**ENTRIES SUPPLIED**.
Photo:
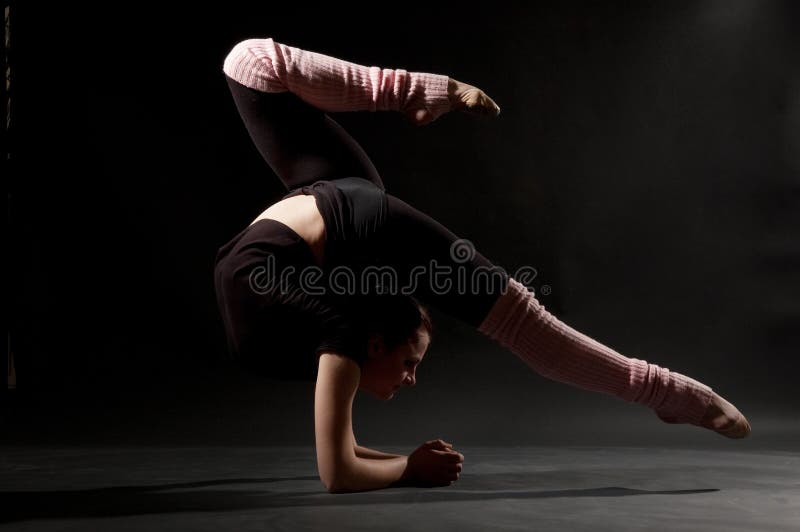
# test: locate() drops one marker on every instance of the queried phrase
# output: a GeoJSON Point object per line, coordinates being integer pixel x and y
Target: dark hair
{"type": "Point", "coordinates": [396, 317]}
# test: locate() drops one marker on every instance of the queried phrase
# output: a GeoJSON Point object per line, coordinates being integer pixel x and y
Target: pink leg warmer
{"type": "Point", "coordinates": [520, 323]}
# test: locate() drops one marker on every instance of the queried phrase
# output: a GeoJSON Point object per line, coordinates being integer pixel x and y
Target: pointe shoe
{"type": "Point", "coordinates": [721, 417]}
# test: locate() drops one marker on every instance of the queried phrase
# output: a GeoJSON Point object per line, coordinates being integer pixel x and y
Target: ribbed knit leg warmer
{"type": "Point", "coordinates": [520, 323]}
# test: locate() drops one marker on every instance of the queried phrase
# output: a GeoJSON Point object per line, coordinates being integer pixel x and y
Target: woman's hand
{"type": "Point", "coordinates": [434, 463]}
{"type": "Point", "coordinates": [464, 97]}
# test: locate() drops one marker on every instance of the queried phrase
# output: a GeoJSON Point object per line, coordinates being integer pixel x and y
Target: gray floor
{"type": "Point", "coordinates": [502, 488]}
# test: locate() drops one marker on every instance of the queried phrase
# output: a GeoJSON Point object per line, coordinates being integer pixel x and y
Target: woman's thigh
{"type": "Point", "coordinates": [301, 143]}
{"type": "Point", "coordinates": [435, 265]}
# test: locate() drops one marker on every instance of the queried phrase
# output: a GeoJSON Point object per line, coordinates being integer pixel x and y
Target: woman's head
{"type": "Point", "coordinates": [398, 335]}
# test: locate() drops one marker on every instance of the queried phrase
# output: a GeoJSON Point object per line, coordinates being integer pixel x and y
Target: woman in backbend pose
{"type": "Point", "coordinates": [290, 285]}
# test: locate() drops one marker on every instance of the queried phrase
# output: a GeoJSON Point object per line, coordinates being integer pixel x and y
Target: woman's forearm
{"type": "Point", "coordinates": [365, 452]}
{"type": "Point", "coordinates": [371, 474]}
{"type": "Point", "coordinates": [332, 84]}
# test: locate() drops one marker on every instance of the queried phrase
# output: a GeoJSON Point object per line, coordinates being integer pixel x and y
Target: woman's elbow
{"type": "Point", "coordinates": [334, 484]}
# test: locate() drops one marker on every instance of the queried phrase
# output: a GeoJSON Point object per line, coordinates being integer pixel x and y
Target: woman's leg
{"type": "Point", "coordinates": [510, 314]}
{"type": "Point", "coordinates": [301, 143]}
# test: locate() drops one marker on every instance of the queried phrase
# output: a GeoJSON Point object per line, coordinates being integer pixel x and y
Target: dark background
{"type": "Point", "coordinates": [646, 163]}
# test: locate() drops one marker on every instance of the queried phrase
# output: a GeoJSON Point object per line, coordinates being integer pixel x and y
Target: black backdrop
{"type": "Point", "coordinates": [645, 162]}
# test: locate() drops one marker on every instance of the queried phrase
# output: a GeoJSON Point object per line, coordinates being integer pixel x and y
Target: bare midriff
{"type": "Point", "coordinates": [300, 213]}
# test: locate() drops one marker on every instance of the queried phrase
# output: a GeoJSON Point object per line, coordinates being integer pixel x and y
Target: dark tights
{"type": "Point", "coordinates": [303, 145]}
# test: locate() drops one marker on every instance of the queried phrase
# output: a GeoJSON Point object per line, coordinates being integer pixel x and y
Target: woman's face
{"type": "Point", "coordinates": [387, 370]}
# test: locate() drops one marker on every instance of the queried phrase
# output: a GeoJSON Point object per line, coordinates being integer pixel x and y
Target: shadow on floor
{"type": "Point", "coordinates": [140, 500]}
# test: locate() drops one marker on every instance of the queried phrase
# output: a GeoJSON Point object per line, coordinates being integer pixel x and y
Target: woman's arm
{"type": "Point", "coordinates": [340, 469]}
{"type": "Point", "coordinates": [366, 452]}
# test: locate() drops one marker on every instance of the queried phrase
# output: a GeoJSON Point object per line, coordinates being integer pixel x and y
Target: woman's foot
{"type": "Point", "coordinates": [721, 417]}
{"type": "Point", "coordinates": [464, 97]}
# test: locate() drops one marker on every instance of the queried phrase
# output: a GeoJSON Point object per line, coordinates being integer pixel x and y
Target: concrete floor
{"type": "Point", "coordinates": [560, 488]}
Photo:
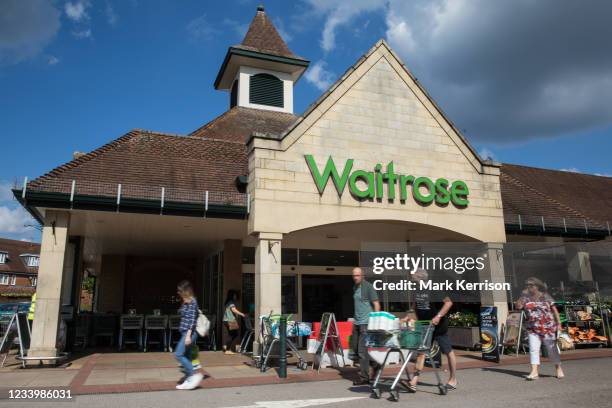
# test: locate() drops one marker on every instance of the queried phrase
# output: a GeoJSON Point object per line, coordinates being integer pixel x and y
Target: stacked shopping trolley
{"type": "Point", "coordinates": [388, 342]}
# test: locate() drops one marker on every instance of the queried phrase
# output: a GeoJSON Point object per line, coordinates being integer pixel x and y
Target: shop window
{"type": "Point", "coordinates": [322, 257]}
{"type": "Point", "coordinates": [266, 89]}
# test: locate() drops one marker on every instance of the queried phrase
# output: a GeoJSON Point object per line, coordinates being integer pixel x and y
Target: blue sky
{"type": "Point", "coordinates": [525, 85]}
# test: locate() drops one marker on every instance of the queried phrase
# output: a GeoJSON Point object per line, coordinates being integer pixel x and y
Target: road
{"type": "Point", "coordinates": [587, 384]}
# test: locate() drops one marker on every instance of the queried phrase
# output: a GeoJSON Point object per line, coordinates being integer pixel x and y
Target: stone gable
{"type": "Point", "coordinates": [375, 114]}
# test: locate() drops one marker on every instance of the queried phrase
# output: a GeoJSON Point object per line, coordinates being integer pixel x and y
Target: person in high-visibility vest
{"type": "Point", "coordinates": [32, 308]}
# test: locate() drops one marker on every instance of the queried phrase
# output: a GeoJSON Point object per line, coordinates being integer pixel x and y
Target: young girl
{"type": "Point", "coordinates": [189, 315]}
{"type": "Point", "coordinates": [230, 322]}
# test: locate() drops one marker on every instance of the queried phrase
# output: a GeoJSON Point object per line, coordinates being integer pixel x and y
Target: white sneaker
{"type": "Point", "coordinates": [192, 382]}
{"type": "Point", "coordinates": [182, 386]}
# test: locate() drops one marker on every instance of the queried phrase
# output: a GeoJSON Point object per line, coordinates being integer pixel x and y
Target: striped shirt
{"type": "Point", "coordinates": [189, 315]}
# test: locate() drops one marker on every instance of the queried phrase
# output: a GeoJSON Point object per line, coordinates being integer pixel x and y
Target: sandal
{"type": "Point", "coordinates": [409, 387]}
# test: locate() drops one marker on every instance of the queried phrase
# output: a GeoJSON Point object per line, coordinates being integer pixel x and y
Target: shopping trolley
{"type": "Point", "coordinates": [406, 343]}
{"type": "Point", "coordinates": [269, 337]}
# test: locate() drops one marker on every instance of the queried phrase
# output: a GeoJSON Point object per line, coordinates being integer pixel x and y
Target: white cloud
{"type": "Point", "coordinates": [15, 220]}
{"type": "Point", "coordinates": [81, 34]}
{"type": "Point", "coordinates": [26, 28]}
{"type": "Point", "coordinates": [339, 13]}
{"type": "Point", "coordinates": [510, 71]}
{"type": "Point", "coordinates": [319, 76]}
{"type": "Point", "coordinates": [5, 191]}
{"type": "Point", "coordinates": [77, 11]}
{"type": "Point", "coordinates": [503, 71]}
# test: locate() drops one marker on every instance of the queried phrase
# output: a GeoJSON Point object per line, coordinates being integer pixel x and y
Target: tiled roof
{"type": "Point", "coordinates": [15, 249]}
{"type": "Point", "coordinates": [239, 123]}
{"type": "Point", "coordinates": [143, 162]}
{"type": "Point", "coordinates": [263, 37]}
{"type": "Point", "coordinates": [556, 195]}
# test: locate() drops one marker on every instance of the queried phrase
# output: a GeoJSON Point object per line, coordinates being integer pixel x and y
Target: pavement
{"type": "Point", "coordinates": [133, 372]}
{"type": "Point", "coordinates": [587, 383]}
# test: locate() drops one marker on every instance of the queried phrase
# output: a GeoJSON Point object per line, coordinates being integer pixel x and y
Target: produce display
{"type": "Point", "coordinates": [584, 336]}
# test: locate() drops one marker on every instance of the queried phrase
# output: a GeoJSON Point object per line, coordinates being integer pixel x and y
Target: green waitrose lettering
{"type": "Point", "coordinates": [423, 189]}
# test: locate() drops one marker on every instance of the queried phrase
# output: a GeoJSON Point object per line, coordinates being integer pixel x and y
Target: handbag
{"type": "Point", "coordinates": [233, 325]}
{"type": "Point", "coordinates": [202, 324]}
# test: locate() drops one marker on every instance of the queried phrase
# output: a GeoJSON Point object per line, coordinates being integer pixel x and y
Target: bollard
{"type": "Point", "coordinates": [282, 347]}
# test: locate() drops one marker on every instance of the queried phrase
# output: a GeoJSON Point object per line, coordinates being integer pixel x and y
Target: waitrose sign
{"type": "Point", "coordinates": [364, 184]}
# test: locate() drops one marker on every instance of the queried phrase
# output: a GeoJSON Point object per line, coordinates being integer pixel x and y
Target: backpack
{"type": "Point", "coordinates": [202, 324]}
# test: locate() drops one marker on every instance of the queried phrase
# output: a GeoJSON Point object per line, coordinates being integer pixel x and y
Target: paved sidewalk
{"type": "Point", "coordinates": [134, 372]}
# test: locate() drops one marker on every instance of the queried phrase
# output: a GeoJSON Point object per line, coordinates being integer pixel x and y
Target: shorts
{"type": "Point", "coordinates": [443, 342]}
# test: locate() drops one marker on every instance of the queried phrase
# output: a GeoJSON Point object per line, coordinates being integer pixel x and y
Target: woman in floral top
{"type": "Point", "coordinates": [543, 321]}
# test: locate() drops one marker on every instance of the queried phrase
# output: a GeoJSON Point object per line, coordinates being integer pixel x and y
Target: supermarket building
{"type": "Point", "coordinates": [244, 201]}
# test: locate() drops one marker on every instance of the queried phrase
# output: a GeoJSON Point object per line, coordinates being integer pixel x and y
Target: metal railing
{"type": "Point", "coordinates": [557, 224]}
{"type": "Point", "coordinates": [130, 191]}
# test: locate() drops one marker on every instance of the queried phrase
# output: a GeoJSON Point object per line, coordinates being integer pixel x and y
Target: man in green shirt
{"type": "Point", "coordinates": [366, 301]}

**WRITTEN TASK**.
Show every line of the listing above that contains the word "white".

**EXERCISE ANSWER**.
Target: white sneaker
Target: white cloud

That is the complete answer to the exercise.